# Required task 1
Copy the passage from the post on runners and real estate investors word for word, starting at "I hear the same" and ending at "real estate investor?".

Updated: Aug 8, 2020
I am a runner. For the last 12 years or so running has been a big part of my personal life. I have trained over a dozen people for 5K, 10K, Half and Full Marathons through Team in Training programs or to simply share my passion with interested co-workers or friends. I can’t tell you the number of times folks have approached me for advice on running and start with the statement “Well, I’m not a REAL runner yet, but can you help me with (form, shoes, speed, pace, etc.)?” I have often found myself saying “What do you mean you aren’t a REAL runner? I see you running all the time!” Their answers are always along the lines of “well...I’ve only done 5Ks” or “I am very slow” or “I haven’t done a marathon yet.” Here is how I see it...your distance, pace or number of completed paid events do not define you as a runner. If you consciously and consistently get up and put on workout clothes and go for a walk/jog/run 3+ times a week, whether it is because you are bored or to improve your health or to keep you sane...then you ARE a runner.
I hear the same deflections from new real estate investors. “But I’m not a REAL real estate investor; I only own one rental.” Like runners, real estate investors come in all shapes and sizes. Whether you have one property or 1000 properties, if you own a home and someone else pays you to live in it, then you ARE a real estate investor. So how do you shift your mindset to stop thinking like a landlord and start thinking like a real estate investor?

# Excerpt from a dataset
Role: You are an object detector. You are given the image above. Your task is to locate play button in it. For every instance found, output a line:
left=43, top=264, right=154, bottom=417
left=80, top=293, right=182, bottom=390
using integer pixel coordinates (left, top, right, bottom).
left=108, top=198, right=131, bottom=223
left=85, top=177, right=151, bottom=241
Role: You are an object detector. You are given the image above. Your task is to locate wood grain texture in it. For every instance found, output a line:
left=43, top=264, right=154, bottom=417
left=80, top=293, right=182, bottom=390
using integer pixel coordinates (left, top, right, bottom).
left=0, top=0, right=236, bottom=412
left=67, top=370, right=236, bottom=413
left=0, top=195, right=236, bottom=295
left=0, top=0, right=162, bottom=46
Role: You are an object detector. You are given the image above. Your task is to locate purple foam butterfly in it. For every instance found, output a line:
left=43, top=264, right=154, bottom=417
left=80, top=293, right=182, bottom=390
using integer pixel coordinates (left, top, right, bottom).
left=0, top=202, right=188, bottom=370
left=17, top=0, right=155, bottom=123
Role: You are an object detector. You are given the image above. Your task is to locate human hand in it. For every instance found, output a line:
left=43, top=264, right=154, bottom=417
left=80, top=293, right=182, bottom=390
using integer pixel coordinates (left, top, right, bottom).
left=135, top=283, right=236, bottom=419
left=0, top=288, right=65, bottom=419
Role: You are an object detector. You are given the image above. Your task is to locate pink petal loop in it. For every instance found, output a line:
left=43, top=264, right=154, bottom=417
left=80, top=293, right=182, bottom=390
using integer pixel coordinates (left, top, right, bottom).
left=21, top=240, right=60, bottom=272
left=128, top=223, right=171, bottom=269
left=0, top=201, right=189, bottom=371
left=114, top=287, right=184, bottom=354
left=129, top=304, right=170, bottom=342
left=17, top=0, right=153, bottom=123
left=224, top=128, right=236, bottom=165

# Required task 2
In the entries, rewrite every line starting at the line containing "to locate purple" and ending at the line containing "left=17, top=0, right=155, bottom=123", requests included, with each coordinate in the answers multiplied by 0.7 and rounded to a whole number, halves rounding up. Output only those lines.

# Exercise output 1
I hear the same deflections from new real estate investors. “But I’m not a REAL real estate investor; I only own one rental.” Like runners, real estate investors come in all shapes and sizes. Whether you have one property or 1000 properties, if you own a home and someone else pays you to live in it, then you ARE a real estate investor. So how do you shift your mindset to stop thinking like a landlord and start thinking like a real estate investor?

# Exercise output 2
Role: You are an object detector. You are given the image above. Your task is to locate purple foam butterfly in it. For every instance found, output a line:
left=43, top=264, right=154, bottom=417
left=80, top=293, right=182, bottom=390
using integer pixel coordinates (left, top, right, bottom).
left=0, top=141, right=132, bottom=259
left=12, top=0, right=109, bottom=86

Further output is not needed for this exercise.